Énoncé:
Reproduisez sans la moindre modification les lignes de la liste comprises entre celle qui contient « and navy snowsuit. » et celle qui contient « top-left (886, 0), bottom-right (953, 78) », ces deux lignes incluses.

Données fournies:
• • • • •

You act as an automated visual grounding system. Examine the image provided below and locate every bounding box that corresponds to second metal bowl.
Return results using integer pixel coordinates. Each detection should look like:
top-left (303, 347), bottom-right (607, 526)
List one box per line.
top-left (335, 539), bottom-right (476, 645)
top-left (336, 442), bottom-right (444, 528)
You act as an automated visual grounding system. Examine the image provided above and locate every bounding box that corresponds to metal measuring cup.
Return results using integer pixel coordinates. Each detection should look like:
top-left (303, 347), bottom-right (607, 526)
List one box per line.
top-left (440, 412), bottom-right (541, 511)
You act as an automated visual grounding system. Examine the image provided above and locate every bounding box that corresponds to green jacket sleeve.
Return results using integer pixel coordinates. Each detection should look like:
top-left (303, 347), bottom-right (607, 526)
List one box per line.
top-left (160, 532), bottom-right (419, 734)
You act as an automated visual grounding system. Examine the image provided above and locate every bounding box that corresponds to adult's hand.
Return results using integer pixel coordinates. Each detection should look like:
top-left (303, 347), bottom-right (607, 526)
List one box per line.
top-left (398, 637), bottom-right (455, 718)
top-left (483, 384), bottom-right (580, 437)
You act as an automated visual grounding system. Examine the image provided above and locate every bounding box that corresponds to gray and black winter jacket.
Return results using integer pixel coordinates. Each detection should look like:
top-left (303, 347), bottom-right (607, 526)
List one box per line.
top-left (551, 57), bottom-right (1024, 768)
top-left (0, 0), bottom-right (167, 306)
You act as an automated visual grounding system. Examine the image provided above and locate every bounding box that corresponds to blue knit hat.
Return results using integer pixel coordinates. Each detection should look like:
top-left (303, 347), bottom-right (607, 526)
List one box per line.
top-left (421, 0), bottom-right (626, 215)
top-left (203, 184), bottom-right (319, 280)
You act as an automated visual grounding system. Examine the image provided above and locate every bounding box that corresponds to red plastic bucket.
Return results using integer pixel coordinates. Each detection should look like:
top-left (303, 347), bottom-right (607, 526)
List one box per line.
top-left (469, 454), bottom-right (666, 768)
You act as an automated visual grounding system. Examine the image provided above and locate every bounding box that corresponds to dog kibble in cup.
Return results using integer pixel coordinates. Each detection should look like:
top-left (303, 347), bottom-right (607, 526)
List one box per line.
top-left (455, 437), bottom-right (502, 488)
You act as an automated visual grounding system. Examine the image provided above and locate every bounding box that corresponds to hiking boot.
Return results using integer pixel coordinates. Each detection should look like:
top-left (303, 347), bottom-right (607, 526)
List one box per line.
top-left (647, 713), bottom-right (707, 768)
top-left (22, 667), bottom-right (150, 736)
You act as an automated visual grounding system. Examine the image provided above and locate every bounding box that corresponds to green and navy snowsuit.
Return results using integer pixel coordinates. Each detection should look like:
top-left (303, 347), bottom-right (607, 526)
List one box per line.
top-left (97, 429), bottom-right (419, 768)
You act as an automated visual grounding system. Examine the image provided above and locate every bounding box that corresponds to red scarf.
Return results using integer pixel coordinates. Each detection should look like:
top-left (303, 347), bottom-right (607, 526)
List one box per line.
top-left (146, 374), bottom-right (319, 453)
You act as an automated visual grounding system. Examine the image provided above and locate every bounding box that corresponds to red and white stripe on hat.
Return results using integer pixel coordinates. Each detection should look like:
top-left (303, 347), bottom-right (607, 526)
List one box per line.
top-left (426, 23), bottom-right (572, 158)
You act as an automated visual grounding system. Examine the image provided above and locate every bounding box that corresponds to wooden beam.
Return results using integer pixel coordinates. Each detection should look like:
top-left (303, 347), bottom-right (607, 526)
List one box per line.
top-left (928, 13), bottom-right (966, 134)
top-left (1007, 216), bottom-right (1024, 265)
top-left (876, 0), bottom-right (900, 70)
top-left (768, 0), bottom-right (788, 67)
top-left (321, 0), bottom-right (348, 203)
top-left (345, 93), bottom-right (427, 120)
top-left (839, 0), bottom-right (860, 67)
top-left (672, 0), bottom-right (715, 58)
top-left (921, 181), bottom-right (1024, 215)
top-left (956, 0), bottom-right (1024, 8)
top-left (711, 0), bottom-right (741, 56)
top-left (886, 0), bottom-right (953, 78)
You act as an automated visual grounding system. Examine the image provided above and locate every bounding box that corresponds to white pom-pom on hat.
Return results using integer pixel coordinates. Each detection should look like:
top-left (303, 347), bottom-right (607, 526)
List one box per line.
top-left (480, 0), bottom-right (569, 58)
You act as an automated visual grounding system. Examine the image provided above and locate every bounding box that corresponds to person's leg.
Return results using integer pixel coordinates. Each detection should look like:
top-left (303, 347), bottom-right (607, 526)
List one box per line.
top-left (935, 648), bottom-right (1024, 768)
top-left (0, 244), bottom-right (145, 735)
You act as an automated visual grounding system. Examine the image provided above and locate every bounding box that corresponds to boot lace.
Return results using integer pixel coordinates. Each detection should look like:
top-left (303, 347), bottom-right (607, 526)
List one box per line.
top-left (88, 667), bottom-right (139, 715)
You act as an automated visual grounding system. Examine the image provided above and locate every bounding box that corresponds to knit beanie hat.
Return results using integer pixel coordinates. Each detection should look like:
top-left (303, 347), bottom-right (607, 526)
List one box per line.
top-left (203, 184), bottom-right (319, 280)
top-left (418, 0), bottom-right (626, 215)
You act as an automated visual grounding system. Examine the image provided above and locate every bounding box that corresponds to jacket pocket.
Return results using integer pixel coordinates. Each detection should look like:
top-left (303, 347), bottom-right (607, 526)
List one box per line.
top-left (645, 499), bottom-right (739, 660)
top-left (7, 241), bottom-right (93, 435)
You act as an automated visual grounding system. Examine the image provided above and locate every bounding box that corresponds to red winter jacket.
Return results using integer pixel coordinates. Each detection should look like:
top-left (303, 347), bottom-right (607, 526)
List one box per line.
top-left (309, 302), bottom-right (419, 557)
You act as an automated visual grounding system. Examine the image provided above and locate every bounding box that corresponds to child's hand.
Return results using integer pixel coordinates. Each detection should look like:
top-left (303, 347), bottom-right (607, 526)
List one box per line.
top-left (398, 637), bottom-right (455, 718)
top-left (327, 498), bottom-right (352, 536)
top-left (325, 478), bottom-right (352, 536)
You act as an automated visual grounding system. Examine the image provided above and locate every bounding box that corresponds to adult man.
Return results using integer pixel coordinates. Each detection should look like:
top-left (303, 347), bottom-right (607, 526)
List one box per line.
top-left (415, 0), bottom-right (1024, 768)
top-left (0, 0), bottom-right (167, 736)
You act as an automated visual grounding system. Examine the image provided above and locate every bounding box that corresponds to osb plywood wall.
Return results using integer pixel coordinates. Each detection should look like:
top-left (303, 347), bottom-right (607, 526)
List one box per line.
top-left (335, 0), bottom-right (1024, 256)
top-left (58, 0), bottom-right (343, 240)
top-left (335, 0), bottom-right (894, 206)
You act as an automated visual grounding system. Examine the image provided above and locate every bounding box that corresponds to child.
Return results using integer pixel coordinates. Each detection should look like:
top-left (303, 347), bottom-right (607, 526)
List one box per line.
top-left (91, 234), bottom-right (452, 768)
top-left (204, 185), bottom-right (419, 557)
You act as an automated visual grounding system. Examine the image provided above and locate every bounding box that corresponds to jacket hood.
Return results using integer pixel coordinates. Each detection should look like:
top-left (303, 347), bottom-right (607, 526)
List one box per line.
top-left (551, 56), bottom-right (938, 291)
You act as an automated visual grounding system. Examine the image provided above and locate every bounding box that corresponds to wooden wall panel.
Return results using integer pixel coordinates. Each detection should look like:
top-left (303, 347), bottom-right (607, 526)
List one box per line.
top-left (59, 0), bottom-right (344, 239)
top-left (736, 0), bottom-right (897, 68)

• • • • •

Réponse:
You act as an automated visual grounding system. Examine the image provided above and locate every bounding box that corresponds to green and navy snowsuit.
Return results using integer pixel coordinates. Each detection should look like:
top-left (303, 347), bottom-right (607, 526)
List one box per line.
top-left (97, 429), bottom-right (419, 768)
You act as an automated visual grounding system. Examine the image provided above and locate every bounding box that corresponds to red scarf.
Return results using integer pixel coordinates. Each detection should look like:
top-left (303, 347), bottom-right (607, 526)
List one box per line.
top-left (146, 374), bottom-right (319, 453)
You act as an automated visual grounding system. Examine the image provided above and locate every bounding box that corresponds to red and white stripe on hat.
Return results using integer pixel coordinates. Each detection should look like:
top-left (303, 347), bottom-right (607, 526)
List one box per line.
top-left (426, 23), bottom-right (572, 158)
You act as an automated visual grounding system. Examine the image provided above and locate every bounding box that corresponds to wooden beam.
Return results using integer pixel coordinates. Each detection should look like:
top-left (303, 347), bottom-right (607, 526)
List one box per line.
top-left (928, 13), bottom-right (966, 134)
top-left (1007, 216), bottom-right (1024, 265)
top-left (876, 0), bottom-right (900, 70)
top-left (768, 0), bottom-right (788, 67)
top-left (321, 0), bottom-right (348, 203)
top-left (345, 93), bottom-right (427, 120)
top-left (839, 0), bottom-right (860, 67)
top-left (672, 0), bottom-right (715, 58)
top-left (921, 181), bottom-right (1024, 215)
top-left (956, 0), bottom-right (1024, 8)
top-left (711, 0), bottom-right (741, 56)
top-left (886, 0), bottom-right (953, 78)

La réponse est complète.